Source records section start
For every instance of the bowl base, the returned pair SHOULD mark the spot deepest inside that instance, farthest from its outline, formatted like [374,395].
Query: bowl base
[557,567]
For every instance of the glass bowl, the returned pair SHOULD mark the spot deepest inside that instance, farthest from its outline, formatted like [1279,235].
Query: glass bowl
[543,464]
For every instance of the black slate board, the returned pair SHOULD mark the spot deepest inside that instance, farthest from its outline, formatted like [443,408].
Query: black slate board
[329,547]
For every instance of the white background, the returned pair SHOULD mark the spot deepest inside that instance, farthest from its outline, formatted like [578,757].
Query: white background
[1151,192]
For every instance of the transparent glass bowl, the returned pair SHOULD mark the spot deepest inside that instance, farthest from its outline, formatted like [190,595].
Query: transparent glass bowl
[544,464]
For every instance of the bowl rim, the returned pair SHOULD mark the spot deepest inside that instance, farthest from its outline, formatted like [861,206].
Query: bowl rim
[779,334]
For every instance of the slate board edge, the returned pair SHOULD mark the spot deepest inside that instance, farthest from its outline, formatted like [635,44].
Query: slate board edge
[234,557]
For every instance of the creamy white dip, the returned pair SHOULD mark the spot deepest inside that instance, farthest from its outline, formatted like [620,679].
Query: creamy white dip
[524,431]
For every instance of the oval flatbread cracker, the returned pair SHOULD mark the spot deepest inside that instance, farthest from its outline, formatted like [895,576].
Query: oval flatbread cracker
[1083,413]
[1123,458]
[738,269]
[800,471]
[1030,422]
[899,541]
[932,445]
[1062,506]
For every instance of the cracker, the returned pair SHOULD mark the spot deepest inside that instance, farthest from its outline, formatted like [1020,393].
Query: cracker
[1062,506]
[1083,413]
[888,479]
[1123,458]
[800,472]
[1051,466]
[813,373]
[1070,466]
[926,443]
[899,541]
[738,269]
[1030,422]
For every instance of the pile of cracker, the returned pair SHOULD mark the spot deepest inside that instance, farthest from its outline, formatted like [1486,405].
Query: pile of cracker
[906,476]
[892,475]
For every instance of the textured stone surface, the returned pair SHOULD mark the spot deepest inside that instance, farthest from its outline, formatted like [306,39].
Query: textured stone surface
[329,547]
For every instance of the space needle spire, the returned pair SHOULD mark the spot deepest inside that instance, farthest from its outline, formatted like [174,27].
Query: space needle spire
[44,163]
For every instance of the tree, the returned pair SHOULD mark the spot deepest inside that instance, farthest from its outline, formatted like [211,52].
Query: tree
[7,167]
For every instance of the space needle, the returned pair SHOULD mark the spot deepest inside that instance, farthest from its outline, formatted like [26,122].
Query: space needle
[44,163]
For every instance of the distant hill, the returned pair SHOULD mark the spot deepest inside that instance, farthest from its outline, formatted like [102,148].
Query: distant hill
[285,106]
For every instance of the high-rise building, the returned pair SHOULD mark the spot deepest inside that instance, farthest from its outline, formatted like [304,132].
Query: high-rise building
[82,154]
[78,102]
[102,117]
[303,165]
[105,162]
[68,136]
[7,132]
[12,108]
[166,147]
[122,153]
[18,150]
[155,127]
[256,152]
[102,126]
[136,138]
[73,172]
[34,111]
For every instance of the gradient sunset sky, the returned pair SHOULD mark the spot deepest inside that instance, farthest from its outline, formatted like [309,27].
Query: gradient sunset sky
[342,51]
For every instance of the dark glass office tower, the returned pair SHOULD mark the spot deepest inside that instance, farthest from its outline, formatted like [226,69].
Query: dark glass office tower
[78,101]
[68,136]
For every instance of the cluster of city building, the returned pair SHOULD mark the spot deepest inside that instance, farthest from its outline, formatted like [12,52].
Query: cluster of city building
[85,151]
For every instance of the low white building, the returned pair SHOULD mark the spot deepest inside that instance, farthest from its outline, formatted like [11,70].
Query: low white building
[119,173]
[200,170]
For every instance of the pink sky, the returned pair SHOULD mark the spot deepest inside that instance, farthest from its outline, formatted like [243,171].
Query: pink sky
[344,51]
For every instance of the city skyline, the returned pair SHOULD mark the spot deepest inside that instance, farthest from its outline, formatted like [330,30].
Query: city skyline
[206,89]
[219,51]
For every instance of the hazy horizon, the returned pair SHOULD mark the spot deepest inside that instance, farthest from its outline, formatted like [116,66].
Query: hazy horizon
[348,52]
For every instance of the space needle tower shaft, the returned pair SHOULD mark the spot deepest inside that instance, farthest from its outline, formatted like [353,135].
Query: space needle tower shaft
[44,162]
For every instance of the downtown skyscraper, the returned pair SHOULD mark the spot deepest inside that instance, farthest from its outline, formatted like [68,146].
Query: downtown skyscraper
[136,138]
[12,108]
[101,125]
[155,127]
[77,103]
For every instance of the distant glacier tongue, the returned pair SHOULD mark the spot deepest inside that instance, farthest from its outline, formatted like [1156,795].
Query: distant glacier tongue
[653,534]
Source records section end
Problem to work on >> Output the records in full. Keep every character as it is.

Task answer >>
For every instance of the bowl base, the returned pair SHOULD mark the spot deepest inside that instance, farthest from its outline, formatted like [374,395].
Query: bowl base
[557,567]
For every instance of the glass bowl, the returned pair SHOULD mark the spot deepest inside that instance, farthest from its outline, formatted like [1279,235].
Query: glass bowl
[543,464]
For every instance of the black slate board, the returned pair SHOULD mark the spot deepest inside that instance, farthest from its outline, formatted like [443,408].
Query: black slate board
[329,547]
For every instance of the white background, the returned pair SHOULD mark the spot deepest inside that instance, farthest from its outline, formatted like [578,757].
Query: white background
[1151,192]
For every instance of the transparent glass bowl, the returned pair SHOULD mark the spot deepest inside that instance, farthest from its outline, formatted like [190,595].
Query: transparent glass bowl
[544,464]
For every instance of the bowl rim, the returned pair SHOULD mark the spot deepest inside that instance, farthest from its outline, formatted like [861,206].
Query: bowl rim
[779,334]
For every instance of the slate board edge, the returned pair SHOULD mark the spot deepest inside that instance, farthest from its outline, formatted like [635,44].
Query: slate board edge
[234,557]
For every instance of the creamy white dip, the returned pair SHOULD mark the spot deepest inside that instance, farthest from its outline, formatted like [620,679].
Query: creamy white dip
[524,431]
For every instance of the oval flatbread cracker, the returned pair SHOULD mark the spot deepest inside that instance, farthest from its outline, formatted like [895,576].
Query: oval flatbread cracker
[1083,413]
[1123,458]
[738,269]
[800,471]
[1030,422]
[899,541]
[932,445]
[1062,506]
For every instance of the cracker, the returned pair SHOULD mark the spot deepest inside that instance, farthest from its outline, formatted like [1020,393].
Query: cracker
[1062,506]
[1083,413]
[888,479]
[1123,458]
[800,472]
[1051,466]
[813,373]
[1070,466]
[926,443]
[899,541]
[738,269]
[1030,422]
For every instance of the pile of cracker, the returned pair SHOULD mark the spot deepest inside that instance, farthest from its outline, formatted like [1486,405].
Query: pile of cracker
[906,476]
[892,475]
For every instance of the textured stone surface, the returned pair SHOULD mark the spot deepest inside that instance, farthest from its outline, formatted like [306,39].
Query: textured stone surface
[329,547]
For every instance of the space needle spire, the returned pair SHOULD mark the spot deepest inside that instance, farthest from its outline, formatted like [174,27].
Query: space needle spire
[44,163]
For every instance of the tree, the returned pair SHOULD mark the spot deepest inside that instance, farthest from its outline, formatted like [211,52].
Query: tree
[7,167]
For every instance of the space needle, the returned pair SHOULD mark the spot deepest inside that instance, farthest from its outline, formatted like [26,122].
Query: space needle
[44,163]
For every instance of the distant hill, the returned pair SHOULD mark the spot deepest inside that instance, farthest from its outline, formatted like [102,148].
Query: distant hill
[285,106]
For every instance of the high-rise building, the returned pair SHOULD mark the spot deepest inside that instance, farthest from its outline, formatted like [304,132].
Query: high-rise building
[82,154]
[78,102]
[102,117]
[303,165]
[105,162]
[68,136]
[7,132]
[12,108]
[166,147]
[122,153]
[18,150]
[155,127]
[256,152]
[102,126]
[136,138]
[73,172]
[34,111]
For every instance of the gradient sunset sky, the returned pair SHOULD mark the spot deepest inside that instance, farthest from its outline, formatted like [309,27].
Query: gradient sunset sky
[342,51]
For every instance of the dark glass office tower, the returned pair SHOULD mark the spot deepest inside that instance, farthest from its outline, formatted like [226,69].
Query: dark glass office tower
[78,101]
[68,136]
For every instance of the cluster of city building, the returned pair SHOULD mark the spot deepest inside that instance, farthest from its outline, formatted like [12,52].
Query: cluster of city building
[85,151]
For every instance of the low white building, the returned pair SHOULD mark the spot deepest inside that instance, farthest from its outline, formatted like [11,70].
Query: low white building
[119,173]
[200,170]
For every instance of the pink sky, the returned pair SHOULD mark the spot deepest inside that instance, farthest from its outline, formatted like [243,171].
Query: pink sky
[344,51]
For every instance of the city skyline, the returned pair SHOULD mark the spot deepest inside that instance, farthest from its outline, formatted like [330,30].
Query: city skyline
[206,89]
[219,51]
For every instance of the hazy horizon, the returned pair SHOULD mark the spot deepest inside that instance, farthest from its outline, formatted like [116,66].
Query: hazy horizon
[348,52]
For every instance of the space needle tower shaft, the returned pair SHOULD mark the spot deepest inside that instance, farthest from its outline, formatted like [353,135].
Query: space needle tower shaft
[44,162]
For every instance of the downtown skyscraper, the returned pair SHOULD mark the spot deepest inside that instance, farthest from its outline, formatted like [68,146].
Query: downtown skyscraper
[136,138]
[12,108]
[101,125]
[155,127]
[77,103]
For every instance of the distant glacier tongue, the returned pair SHOULD mark the spot deepest inside that instance, farthest from its outline, formatted like [1156,795].
Query: distant glacier tongue
[653,534]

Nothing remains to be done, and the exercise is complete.